#### What needs to be done:
Find each line in the material below that contains the string "post" and copy those lines. Matching is case-sensitive.

[Rows from a pointing dataset]

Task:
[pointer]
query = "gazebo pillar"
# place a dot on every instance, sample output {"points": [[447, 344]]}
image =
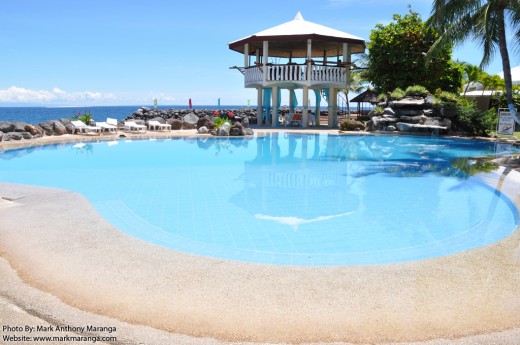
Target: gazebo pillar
{"points": [[332, 107], [305, 112], [274, 118], [259, 105]]}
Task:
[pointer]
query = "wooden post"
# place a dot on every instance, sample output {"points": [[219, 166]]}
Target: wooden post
{"points": [[259, 106], [305, 112], [332, 107], [266, 59], [274, 118], [246, 55]]}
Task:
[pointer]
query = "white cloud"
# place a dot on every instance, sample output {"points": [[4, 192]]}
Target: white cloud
{"points": [[16, 94]]}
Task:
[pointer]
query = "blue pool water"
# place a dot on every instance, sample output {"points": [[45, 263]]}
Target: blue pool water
{"points": [[284, 199]]}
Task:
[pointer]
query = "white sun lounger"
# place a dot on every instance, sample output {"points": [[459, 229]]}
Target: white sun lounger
{"points": [[131, 126], [84, 129], [157, 126]]}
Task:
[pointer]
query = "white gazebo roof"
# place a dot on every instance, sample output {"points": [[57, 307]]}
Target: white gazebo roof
{"points": [[515, 75], [290, 39]]}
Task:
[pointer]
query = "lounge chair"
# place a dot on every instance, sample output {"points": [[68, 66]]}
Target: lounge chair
{"points": [[106, 127], [132, 126], [84, 129], [157, 126]]}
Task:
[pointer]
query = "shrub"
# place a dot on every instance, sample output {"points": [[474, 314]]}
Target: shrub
{"points": [[351, 125], [378, 111], [220, 121], [416, 91], [448, 97], [473, 121], [397, 94]]}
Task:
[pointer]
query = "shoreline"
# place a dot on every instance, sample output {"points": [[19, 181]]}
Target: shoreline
{"points": [[98, 269]]}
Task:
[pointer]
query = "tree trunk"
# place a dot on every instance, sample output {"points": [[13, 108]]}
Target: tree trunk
{"points": [[506, 64]]}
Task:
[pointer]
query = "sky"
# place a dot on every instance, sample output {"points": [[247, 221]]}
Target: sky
{"points": [[128, 52]]}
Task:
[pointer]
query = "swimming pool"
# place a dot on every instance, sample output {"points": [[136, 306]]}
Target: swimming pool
{"points": [[287, 199]]}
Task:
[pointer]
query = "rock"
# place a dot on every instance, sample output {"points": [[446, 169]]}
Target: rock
{"points": [[189, 121], [389, 111], [245, 122], [176, 124], [26, 135], [6, 127], [236, 129], [428, 112], [33, 129], [47, 128], [14, 136], [408, 102], [429, 101], [207, 122], [224, 129], [70, 128], [19, 126], [404, 127], [411, 119], [58, 128]]}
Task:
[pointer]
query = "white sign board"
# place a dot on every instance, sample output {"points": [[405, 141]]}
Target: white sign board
{"points": [[506, 123]]}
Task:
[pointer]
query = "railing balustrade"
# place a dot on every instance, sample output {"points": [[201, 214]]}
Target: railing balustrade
{"points": [[296, 73]]}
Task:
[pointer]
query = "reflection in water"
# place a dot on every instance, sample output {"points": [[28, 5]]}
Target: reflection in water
{"points": [[295, 222]]}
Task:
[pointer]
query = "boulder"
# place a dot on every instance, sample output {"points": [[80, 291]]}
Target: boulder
{"points": [[26, 135], [47, 128], [176, 124], [404, 127], [6, 127], [245, 122], [13, 136], [411, 119], [33, 129], [189, 121], [224, 129], [58, 128], [236, 130], [207, 122], [408, 102], [389, 111], [19, 126]]}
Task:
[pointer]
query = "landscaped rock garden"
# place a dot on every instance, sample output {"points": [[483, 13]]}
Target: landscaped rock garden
{"points": [[410, 112]]}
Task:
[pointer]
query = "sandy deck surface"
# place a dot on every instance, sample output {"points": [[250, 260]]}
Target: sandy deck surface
{"points": [[62, 264]]}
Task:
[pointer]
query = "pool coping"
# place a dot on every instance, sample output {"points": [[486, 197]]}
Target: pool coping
{"points": [[70, 257]]}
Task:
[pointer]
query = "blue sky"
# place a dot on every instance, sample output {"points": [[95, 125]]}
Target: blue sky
{"points": [[128, 52]]}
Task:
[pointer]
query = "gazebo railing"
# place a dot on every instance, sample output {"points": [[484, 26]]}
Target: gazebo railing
{"points": [[296, 73]]}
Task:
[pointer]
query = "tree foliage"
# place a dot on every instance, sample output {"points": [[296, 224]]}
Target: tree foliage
{"points": [[484, 21], [397, 57]]}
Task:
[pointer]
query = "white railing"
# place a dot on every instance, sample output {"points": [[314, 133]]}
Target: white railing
{"points": [[296, 73]]}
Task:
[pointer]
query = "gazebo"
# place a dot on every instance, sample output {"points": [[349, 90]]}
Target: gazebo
{"points": [[308, 56]]}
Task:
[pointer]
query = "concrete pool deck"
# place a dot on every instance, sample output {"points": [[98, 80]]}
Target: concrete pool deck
{"points": [[62, 264]]}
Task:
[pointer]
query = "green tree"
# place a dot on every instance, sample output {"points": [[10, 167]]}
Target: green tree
{"points": [[397, 57], [471, 74], [485, 22]]}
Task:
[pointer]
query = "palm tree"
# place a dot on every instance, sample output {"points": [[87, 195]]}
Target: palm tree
{"points": [[485, 22], [473, 74]]}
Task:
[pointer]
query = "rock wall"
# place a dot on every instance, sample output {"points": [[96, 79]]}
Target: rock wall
{"points": [[411, 114]]}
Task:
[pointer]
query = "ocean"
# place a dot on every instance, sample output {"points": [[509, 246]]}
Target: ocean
{"points": [[37, 115]]}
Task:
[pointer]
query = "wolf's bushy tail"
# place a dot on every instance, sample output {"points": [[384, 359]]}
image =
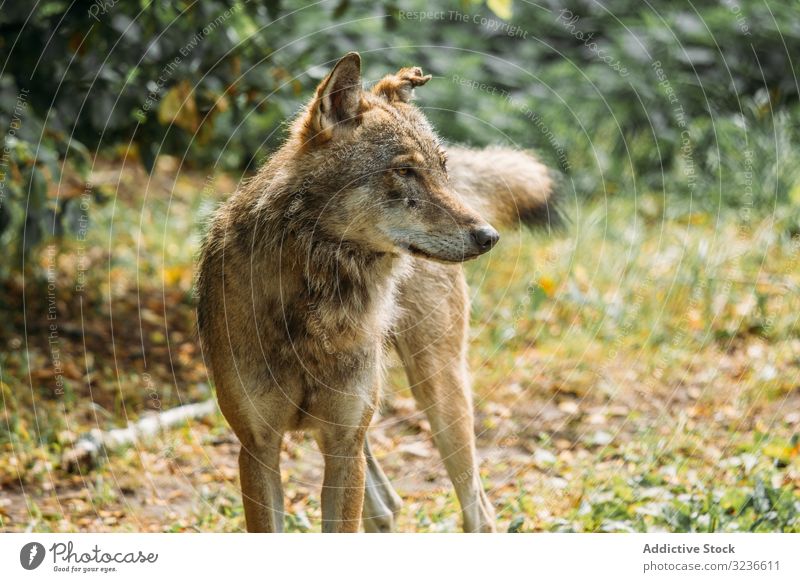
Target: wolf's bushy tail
{"points": [[507, 187]]}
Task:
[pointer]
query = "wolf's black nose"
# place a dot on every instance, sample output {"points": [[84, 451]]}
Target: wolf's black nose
{"points": [[485, 237]]}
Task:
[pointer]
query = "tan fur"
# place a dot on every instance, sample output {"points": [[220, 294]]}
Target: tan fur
{"points": [[346, 241]]}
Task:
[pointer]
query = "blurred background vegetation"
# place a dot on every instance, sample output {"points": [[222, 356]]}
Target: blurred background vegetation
{"points": [[639, 372], [675, 104]]}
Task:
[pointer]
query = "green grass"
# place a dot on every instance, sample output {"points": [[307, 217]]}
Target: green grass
{"points": [[637, 372]]}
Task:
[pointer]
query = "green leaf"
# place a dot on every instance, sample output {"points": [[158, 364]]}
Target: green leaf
{"points": [[502, 8]]}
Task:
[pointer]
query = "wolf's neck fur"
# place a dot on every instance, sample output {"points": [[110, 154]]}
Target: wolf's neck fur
{"points": [[344, 291]]}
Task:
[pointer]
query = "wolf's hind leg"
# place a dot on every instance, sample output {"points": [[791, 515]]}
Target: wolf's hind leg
{"points": [[381, 503]]}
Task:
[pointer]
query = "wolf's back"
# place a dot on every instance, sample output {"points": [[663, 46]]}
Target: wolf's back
{"points": [[507, 187]]}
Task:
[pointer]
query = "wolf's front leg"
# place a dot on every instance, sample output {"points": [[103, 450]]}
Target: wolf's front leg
{"points": [[381, 503]]}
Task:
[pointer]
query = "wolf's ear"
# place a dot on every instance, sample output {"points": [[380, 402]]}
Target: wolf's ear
{"points": [[338, 99], [400, 86]]}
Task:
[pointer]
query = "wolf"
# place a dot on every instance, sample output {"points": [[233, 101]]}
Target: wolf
{"points": [[351, 238]]}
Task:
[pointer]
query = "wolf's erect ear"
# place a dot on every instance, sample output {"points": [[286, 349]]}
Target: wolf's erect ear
{"points": [[400, 86], [338, 100]]}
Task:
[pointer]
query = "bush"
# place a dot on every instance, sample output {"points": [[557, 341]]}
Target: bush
{"points": [[697, 100]]}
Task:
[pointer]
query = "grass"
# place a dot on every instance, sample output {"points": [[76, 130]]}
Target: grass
{"points": [[637, 372]]}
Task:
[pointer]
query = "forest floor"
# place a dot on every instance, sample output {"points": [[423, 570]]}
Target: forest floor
{"points": [[639, 371]]}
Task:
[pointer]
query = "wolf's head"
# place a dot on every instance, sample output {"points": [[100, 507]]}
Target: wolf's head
{"points": [[379, 166]]}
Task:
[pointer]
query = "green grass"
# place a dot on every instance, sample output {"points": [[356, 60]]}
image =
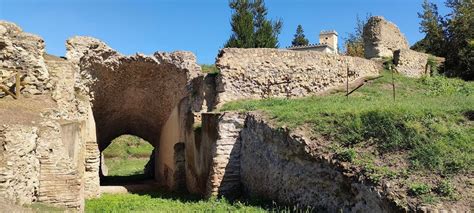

#### The reply:
query = "wooden post"
Target: wooden post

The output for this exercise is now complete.